What is asked:
Copy every line of the records below, keeping each one unchanged.

Exercise materials:
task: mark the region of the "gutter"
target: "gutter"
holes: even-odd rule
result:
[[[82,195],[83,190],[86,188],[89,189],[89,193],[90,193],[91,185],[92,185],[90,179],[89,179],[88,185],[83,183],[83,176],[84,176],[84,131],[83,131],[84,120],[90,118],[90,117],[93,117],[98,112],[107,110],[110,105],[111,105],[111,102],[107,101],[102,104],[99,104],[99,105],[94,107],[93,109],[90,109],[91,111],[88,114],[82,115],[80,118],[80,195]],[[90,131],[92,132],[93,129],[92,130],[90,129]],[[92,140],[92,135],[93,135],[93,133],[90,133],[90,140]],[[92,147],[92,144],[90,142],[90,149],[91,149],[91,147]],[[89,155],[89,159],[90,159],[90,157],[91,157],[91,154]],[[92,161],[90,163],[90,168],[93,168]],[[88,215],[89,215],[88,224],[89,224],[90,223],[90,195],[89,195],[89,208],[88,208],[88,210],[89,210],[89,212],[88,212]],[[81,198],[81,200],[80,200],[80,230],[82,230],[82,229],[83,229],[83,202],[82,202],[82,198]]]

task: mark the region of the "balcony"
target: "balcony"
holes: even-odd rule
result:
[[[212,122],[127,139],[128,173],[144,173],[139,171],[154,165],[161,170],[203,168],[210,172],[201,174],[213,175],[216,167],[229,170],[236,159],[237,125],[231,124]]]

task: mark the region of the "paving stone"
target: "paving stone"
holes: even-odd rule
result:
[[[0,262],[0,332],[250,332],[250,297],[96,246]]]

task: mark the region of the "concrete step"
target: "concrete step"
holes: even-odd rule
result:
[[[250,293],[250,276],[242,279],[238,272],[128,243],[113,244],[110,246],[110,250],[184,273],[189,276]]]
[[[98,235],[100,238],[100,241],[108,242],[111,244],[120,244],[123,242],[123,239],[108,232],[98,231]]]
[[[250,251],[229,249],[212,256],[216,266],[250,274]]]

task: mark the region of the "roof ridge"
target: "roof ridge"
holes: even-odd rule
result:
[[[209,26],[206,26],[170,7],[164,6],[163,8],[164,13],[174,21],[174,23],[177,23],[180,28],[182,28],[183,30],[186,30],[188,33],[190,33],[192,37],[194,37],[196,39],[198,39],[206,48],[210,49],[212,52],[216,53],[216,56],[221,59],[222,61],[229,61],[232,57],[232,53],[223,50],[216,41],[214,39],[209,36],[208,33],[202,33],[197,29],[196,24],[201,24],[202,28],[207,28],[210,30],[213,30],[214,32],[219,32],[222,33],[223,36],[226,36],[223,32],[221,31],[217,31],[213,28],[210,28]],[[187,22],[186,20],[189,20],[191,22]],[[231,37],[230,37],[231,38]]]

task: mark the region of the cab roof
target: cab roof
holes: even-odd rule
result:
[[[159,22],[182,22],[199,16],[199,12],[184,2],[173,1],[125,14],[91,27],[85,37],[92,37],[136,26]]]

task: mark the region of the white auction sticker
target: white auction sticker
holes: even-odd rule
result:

Answer to this exercise:
task: mark the region of the "gutter"
target: "gutter"
holes: even-odd rule
result:
[[[82,195],[83,190],[86,188],[89,189],[89,193],[90,193],[91,185],[92,185],[90,179],[89,179],[88,185],[83,183],[83,176],[84,176],[84,131],[83,131],[84,120],[90,118],[90,117],[93,117],[98,112],[107,110],[110,105],[111,105],[111,102],[107,101],[102,104],[99,104],[99,105],[94,107],[93,109],[90,109],[91,111],[88,114],[82,115],[80,118],[80,195]],[[90,131],[92,132],[93,129],[92,130],[90,129]],[[92,140],[92,135],[93,135],[93,133],[90,133],[90,140]],[[92,147],[92,144],[90,142],[90,149],[91,149],[91,147]],[[89,155],[89,159],[90,159],[90,157],[91,157],[91,154]],[[92,161],[90,163],[90,168],[93,168]],[[88,215],[89,215],[88,224],[89,224],[90,223],[90,195],[89,195],[89,208],[88,208],[88,210],[89,210],[89,212],[88,212]],[[81,198],[81,200],[80,200],[80,230],[82,230],[82,229],[83,229],[83,202],[82,202],[82,198]]]

task: mark the region of the "balcony"
target: "balcony"
holes: even-odd rule
result:
[[[212,122],[127,139],[128,173],[144,173],[139,171],[154,165],[161,170],[203,168],[210,172],[201,174],[213,175],[216,167],[229,170],[236,159],[237,125],[231,124]]]

task: mark the region of the "paving stone"
target: "paving stone"
holes: even-odd rule
result:
[[[0,262],[0,332],[250,332],[250,297],[96,246]]]

task: mark the region of the "concrete step"
target: "concrete step"
holes: even-odd rule
result:
[[[250,293],[250,276],[242,279],[238,272],[128,243],[113,244],[110,246],[110,250],[184,273],[189,276]]]
[[[98,235],[100,238],[100,241],[108,242],[111,244],[120,244],[123,242],[123,239],[108,232],[98,231]]]
[[[250,251],[229,249],[212,256],[216,266],[250,274]]]

task: mark the region of the "roof ridge"
target: "roof ridge"
holes: even-odd rule
result:
[[[209,26],[206,26],[170,7],[164,6],[163,8],[164,13],[174,21],[174,23],[177,23],[180,28],[182,28],[183,30],[186,30],[188,33],[190,33],[192,37],[194,37],[196,39],[198,39],[206,48],[210,49],[212,52],[216,53],[216,56],[221,59],[222,61],[229,61],[232,57],[232,53],[223,50],[216,41],[214,39],[209,36],[208,33],[202,33],[197,29],[196,24],[201,24],[202,28],[207,28],[210,30],[213,30],[214,32],[219,32],[222,33],[223,36],[226,36],[223,32],[221,31],[217,31],[213,28],[210,28]],[[187,22],[186,20],[189,20],[191,22]],[[231,37],[230,37],[231,38]]]

task: mark the region of the cab roof
target: cab roof
holes: even-odd rule
result:
[[[159,22],[182,22],[199,16],[199,12],[184,2],[173,1],[125,14],[91,27],[85,37],[92,37],[136,26]]]

task: mark the region of the white auction sticker
target: white auction sticker
holes: even-odd rule
result:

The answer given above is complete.